━━━ STORED DATA

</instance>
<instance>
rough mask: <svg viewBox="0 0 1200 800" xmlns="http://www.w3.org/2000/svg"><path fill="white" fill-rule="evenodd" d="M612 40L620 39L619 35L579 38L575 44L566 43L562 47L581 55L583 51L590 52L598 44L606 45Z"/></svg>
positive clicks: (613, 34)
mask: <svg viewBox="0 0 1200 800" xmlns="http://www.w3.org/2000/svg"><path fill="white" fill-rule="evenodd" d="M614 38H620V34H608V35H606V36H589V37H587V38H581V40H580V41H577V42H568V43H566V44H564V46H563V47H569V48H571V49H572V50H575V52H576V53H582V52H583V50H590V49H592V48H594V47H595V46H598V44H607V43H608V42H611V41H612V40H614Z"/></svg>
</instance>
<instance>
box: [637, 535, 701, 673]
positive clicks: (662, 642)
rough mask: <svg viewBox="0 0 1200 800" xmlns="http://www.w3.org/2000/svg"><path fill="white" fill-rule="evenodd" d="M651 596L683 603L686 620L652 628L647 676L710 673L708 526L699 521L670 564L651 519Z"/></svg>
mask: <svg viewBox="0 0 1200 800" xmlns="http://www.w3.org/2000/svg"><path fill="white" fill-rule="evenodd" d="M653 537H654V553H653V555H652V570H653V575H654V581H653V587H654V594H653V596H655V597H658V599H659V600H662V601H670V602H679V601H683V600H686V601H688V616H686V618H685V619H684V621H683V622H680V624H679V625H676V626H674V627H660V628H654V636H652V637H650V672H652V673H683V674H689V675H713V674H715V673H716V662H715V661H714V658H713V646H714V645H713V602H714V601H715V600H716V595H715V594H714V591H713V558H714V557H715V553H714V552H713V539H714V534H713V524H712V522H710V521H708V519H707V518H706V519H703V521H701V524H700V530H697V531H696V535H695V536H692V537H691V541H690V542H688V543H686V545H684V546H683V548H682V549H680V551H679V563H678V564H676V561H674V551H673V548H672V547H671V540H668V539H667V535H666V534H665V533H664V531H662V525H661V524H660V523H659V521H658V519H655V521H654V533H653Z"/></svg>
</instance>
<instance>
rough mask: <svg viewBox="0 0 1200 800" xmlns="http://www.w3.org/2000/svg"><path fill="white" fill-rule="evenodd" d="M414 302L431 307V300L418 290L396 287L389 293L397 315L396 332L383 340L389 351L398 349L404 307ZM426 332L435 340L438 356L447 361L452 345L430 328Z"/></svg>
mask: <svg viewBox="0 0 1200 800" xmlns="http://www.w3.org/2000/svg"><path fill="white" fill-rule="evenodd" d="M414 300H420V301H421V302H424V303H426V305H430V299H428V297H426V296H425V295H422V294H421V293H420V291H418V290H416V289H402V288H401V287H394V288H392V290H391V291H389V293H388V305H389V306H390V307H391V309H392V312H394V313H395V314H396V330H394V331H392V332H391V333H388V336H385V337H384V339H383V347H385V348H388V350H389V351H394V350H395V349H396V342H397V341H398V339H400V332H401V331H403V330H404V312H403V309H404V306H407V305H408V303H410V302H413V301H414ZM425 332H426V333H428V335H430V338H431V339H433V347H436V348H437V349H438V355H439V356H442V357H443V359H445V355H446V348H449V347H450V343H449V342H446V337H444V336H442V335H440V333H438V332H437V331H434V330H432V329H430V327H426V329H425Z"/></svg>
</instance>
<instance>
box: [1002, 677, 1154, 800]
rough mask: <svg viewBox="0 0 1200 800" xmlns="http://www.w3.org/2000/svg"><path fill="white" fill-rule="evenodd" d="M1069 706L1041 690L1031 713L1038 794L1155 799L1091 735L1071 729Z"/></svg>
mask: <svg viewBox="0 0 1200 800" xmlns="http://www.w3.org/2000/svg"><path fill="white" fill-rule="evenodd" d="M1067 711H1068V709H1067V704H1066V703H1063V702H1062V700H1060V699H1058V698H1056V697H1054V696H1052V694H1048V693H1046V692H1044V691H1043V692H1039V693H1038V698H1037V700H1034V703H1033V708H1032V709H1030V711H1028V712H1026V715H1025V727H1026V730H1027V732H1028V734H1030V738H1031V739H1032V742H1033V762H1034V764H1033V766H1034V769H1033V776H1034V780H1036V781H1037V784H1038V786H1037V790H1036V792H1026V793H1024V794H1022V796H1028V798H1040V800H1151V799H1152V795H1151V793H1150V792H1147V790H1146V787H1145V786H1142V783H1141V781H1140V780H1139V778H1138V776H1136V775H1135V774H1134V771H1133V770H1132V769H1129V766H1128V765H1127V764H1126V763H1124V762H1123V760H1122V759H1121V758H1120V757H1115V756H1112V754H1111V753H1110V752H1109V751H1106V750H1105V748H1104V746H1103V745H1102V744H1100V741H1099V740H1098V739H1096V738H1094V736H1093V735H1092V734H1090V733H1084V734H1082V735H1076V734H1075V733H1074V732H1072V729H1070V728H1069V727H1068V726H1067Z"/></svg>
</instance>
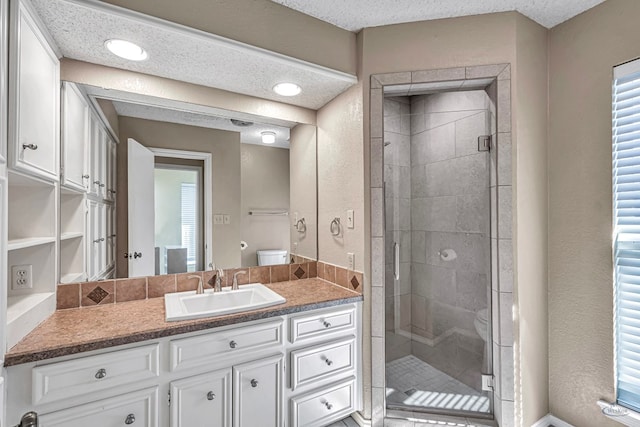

━━━━━━

● TASK DETAILS
Repeat the material exactly, without images.

● SOLUTION BELOW
</instance>
<instance>
rough mask: <svg viewBox="0 0 1200 800" xmlns="http://www.w3.org/2000/svg"><path fill="white" fill-rule="evenodd" d="M612 40L620 39L619 35L579 38L575 44L566 43L562 47L581 55L583 51L590 52L598 44L606 45Z"/></svg>
positive clicks: (613, 34)
mask: <svg viewBox="0 0 1200 800" xmlns="http://www.w3.org/2000/svg"><path fill="white" fill-rule="evenodd" d="M614 38H620V34H608V35H606V36H589V37H587V38H581V40H580V41H577V42H568V43H566V44H564V46H563V47H569V48H571V49H572V50H575V52H576V53H582V52H583V50H590V49H592V48H594V47H595V46H598V44H607V43H608V42H611V41H612V40H614Z"/></svg>
</instance>
<instance>
box: [637, 535, 701, 673]
positive clicks: (662, 642)
rough mask: <svg viewBox="0 0 1200 800" xmlns="http://www.w3.org/2000/svg"><path fill="white" fill-rule="evenodd" d="M651 596L683 603L686 620L652 628L647 676L710 673L708 526L699 521L670 564L651 519Z"/></svg>
mask: <svg viewBox="0 0 1200 800" xmlns="http://www.w3.org/2000/svg"><path fill="white" fill-rule="evenodd" d="M653 537H654V553H653V555H652V570H653V575H654V581H653V587H654V594H653V596H655V597H658V599H659V600H662V601H670V602H679V601H683V600H686V601H688V616H686V618H685V619H684V621H683V622H680V624H679V625H676V626H674V627H660V628H654V636H652V637H650V672H652V673H683V674H689V675H713V674H715V673H716V662H715V661H714V658H713V646H714V645H713V602H714V601H715V600H716V595H715V594H714V591H713V558H714V557H715V553H714V552H713V539H714V534H713V524H712V522H710V521H708V519H707V518H706V519H703V521H701V524H700V530H697V531H696V535H695V536H692V537H691V541H690V542H688V543H686V545H684V546H683V548H682V549H680V551H679V563H678V564H676V561H674V551H673V548H672V547H671V540H668V539H667V535H666V534H665V533H664V531H662V525H661V524H660V523H659V521H658V519H655V521H654V533H653Z"/></svg>
</instance>
<instance>
rough mask: <svg viewBox="0 0 1200 800" xmlns="http://www.w3.org/2000/svg"><path fill="white" fill-rule="evenodd" d="M414 302L431 307V300L418 290L396 287L389 293L397 315L396 332L383 340L389 351L398 349L404 307ZM426 332L435 340L438 356L447 361L452 345L430 328Z"/></svg>
mask: <svg viewBox="0 0 1200 800" xmlns="http://www.w3.org/2000/svg"><path fill="white" fill-rule="evenodd" d="M414 300H420V301H421V302H424V303H426V305H430V299H428V297H426V296H425V295H422V294H421V293H420V291H418V290H416V289H402V288H401V287H394V288H392V290H391V291H389V293H388V305H389V306H390V307H391V309H392V312H394V313H395V314H396V330H394V331H392V332H391V333H388V336H385V337H384V339H383V347H385V348H388V350H389V351H394V350H395V349H396V342H397V341H398V339H400V332H401V331H403V330H404V312H403V309H404V306H407V305H408V303H410V302H413V301H414ZM425 332H426V333H428V335H430V338H431V339H433V347H436V348H437V349H438V355H439V356H442V357H443V359H445V355H446V348H449V347H450V343H449V342H446V337H444V336H442V335H440V333H438V332H437V331H434V330H432V329H430V327H426V329H425Z"/></svg>
</instance>
<instance>
box: [1002, 677, 1154, 800]
rough mask: <svg viewBox="0 0 1200 800" xmlns="http://www.w3.org/2000/svg"><path fill="white" fill-rule="evenodd" d="M1069 706L1041 690L1031 713L1038 794L1155 799L1091 735L1071 729Z"/></svg>
mask: <svg viewBox="0 0 1200 800" xmlns="http://www.w3.org/2000/svg"><path fill="white" fill-rule="evenodd" d="M1067 711H1068V709H1067V704H1066V703H1063V702H1062V700H1060V699H1058V698H1056V697H1054V696H1052V694H1048V693H1046V692H1044V691H1043V692H1039V693H1038V698H1037V700H1034V703H1033V708H1032V709H1030V711H1028V712H1026V715H1025V727H1026V730H1027V732H1028V734H1030V738H1031V739H1032V742H1033V762H1034V764H1033V766H1034V769H1033V776H1034V780H1036V781H1037V784H1038V786H1037V790H1036V792H1026V793H1024V794H1022V796H1028V798H1040V800H1151V799H1152V795H1151V793H1150V792H1147V790H1146V787H1145V786H1142V783H1141V781H1140V780H1139V778H1138V776H1136V775H1135V774H1134V771H1133V770H1132V769H1129V766H1128V765H1127V764H1126V763H1124V762H1123V760H1122V759H1121V758H1120V757H1115V756H1112V754H1111V753H1110V752H1109V751H1106V750H1105V748H1104V746H1103V745H1102V744H1100V741H1099V740H1098V739H1096V738H1094V736H1093V735H1092V734H1090V733H1084V734H1082V735H1076V734H1075V733H1074V732H1072V729H1070V728H1069V727H1068V726H1067Z"/></svg>
</instance>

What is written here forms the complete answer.